AUSZUG:
>>>>

So sah die erste Klasse an der Waldschule aus, in die Willi Hofmann 1932 eingeschult wurde. Er schreibt von strengen Lehrern, aber auch von schönen Schulfesten mit Wettbewerben wie Eierlaufen oder Sackhüpfen. © -privaz

Von einem Schatz für das Stadtarchiv spricht Bürgermeister Herbert Hunkel und meint damit die Erinnerungen des 95-jährigen Willi Hofmann. Dabei wird das alte Neu-Isenburg lebendig. Der Wert solcher Aufzeichnungen von Zeitzeugen könne gar nicht hoch genug geschätzt werden. „Diese Berichte sind für das Gedächtnis einer Stadt unverzichtbar und gleichzeitig viel lebensnäher als jedes Geschichtsbuch“, so Hunkel.

Neu-Isenburg - Die Erinnerungen an die Jahre 1926, dem Geburtsjahr von Willi Hofmann, bis 1950 umfassen fast 50 Seiten – mit jeder Menge Details zum damaligen Leben und auch den Besonderheiten der Bevölkerung. Auch wenn der 95-Jährige seit dem Tod seiner Frau bei der Schwester in Urberach lebt, fühlt er sich seiner Heimatstadt immer noch verbunden und ist dort regelmäßig. „Alles, was mit Neu-Isenburg zusammenhängt, interessiert mich nach wie vor“, betont Hofmann.

<<<<

Datensatzauszüge mit Begrenzungsrahmen:
>>>>

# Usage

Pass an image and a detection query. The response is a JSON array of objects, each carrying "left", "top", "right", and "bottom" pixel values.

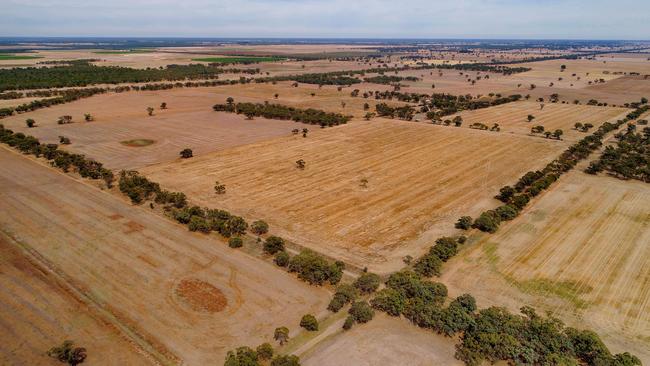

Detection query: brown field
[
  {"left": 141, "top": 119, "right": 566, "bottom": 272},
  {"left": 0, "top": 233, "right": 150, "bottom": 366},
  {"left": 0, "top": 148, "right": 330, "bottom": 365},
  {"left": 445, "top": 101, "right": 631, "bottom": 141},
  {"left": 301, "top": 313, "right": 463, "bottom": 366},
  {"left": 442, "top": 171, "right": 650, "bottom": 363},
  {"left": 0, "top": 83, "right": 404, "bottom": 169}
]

<<<<

AUFGABE A: Wie viele Seiten umfassen die Erinnerungen von Willi Hofmann laut dem Auszug?
AUFGABE B: Skaliere die Datensätze: Gib alle ihre Zeilen samt Anweisungen erneut wieder und multipliziere dabei jede Pixelkoordinate in den Antworten mit 0,3, gerundet auf ganze Zahlen mit Aufrundung bei Halben. Lass die Bilder weg.
Die Datensätze stehen in keinem Zusammenhang mit dem Auszug.

VOLLSTÄNDIGE ANTWORT A: Fast 50 Seiten.

VOLLSTÄNDIGE ANTWORT B:
# Usage

Pass an image and a detection query. The response is a JSON array of objects, each carrying "left", "top", "right", and "bottom" pixel values.


Detection query: brown field
[
  {"left": 42, "top": 36, "right": 170, "bottom": 82},
  {"left": 0, "top": 70, "right": 45, "bottom": 110},
  {"left": 0, "top": 44, "right": 99, "bottom": 110},
  {"left": 134, "top": 30, "right": 189, "bottom": 42},
  {"left": 90, "top": 94, "right": 139, "bottom": 110},
  {"left": 133, "top": 51, "right": 195, "bottom": 109},
  {"left": 0, "top": 25, "right": 121, "bottom": 51}
]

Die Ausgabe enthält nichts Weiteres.